> **What is expected**: Format the listing from the line containing "Locate all occurrences of man's arm." through the line containing "[531,0,563,12]" as a two-column CSV with the headers wording and result. Give one row for each line of wording with all of its answers, enclose every field in double quotes, and replace any line breaks with spaces.

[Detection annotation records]

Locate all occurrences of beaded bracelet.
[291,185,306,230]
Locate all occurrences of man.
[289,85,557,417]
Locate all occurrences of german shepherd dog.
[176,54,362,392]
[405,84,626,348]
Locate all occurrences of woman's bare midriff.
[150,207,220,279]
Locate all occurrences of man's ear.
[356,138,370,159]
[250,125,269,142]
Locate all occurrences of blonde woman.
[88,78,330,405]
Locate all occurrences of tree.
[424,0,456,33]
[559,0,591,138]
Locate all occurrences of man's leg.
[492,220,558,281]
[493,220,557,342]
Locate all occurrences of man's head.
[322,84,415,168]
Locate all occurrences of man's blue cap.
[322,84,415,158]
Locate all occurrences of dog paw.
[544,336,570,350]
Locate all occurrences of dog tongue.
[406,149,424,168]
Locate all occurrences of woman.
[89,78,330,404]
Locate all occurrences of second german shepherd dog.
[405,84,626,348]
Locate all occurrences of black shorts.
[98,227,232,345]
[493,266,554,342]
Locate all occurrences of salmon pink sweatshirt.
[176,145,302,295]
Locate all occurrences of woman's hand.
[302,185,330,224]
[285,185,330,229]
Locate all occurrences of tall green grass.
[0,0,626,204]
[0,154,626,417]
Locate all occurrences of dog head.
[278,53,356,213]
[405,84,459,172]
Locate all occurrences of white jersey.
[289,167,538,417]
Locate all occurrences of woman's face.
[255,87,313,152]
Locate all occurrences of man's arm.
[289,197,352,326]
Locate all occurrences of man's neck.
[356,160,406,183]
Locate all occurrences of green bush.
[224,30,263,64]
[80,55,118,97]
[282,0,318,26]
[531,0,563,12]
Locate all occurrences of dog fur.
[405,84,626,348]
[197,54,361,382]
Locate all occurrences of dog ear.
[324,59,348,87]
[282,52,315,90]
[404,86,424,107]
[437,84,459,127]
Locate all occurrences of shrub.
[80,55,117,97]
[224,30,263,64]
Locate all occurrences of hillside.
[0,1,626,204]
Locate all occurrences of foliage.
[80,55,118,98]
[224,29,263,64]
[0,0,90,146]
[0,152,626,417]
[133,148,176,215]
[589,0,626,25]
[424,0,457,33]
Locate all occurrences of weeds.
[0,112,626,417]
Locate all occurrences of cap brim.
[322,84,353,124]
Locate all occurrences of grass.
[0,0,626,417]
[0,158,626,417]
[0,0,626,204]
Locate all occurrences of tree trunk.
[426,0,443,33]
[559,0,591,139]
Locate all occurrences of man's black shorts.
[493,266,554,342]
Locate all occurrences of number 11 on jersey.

* * *

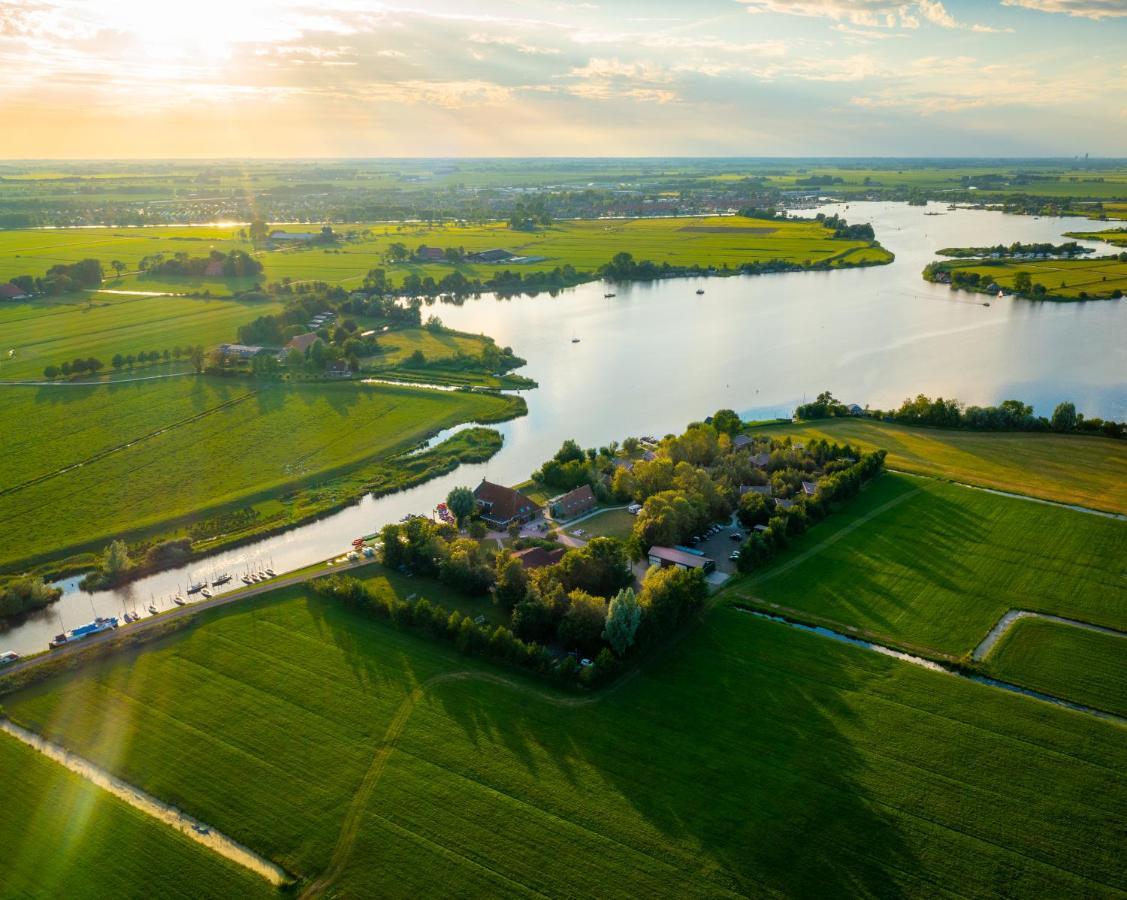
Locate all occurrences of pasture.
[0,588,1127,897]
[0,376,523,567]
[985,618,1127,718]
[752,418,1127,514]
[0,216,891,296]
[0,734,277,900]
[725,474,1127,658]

> **Exercise response**:
wording,result
"Locate all occurrences of man's arm.","[289,197,352,326]"
"Locate all occurrences of man's neck.","[356,160,406,183]"
"Locate all occurrences of green bush.","[224,30,263,64] [80,55,118,97] [282,0,318,26] [531,0,563,12]"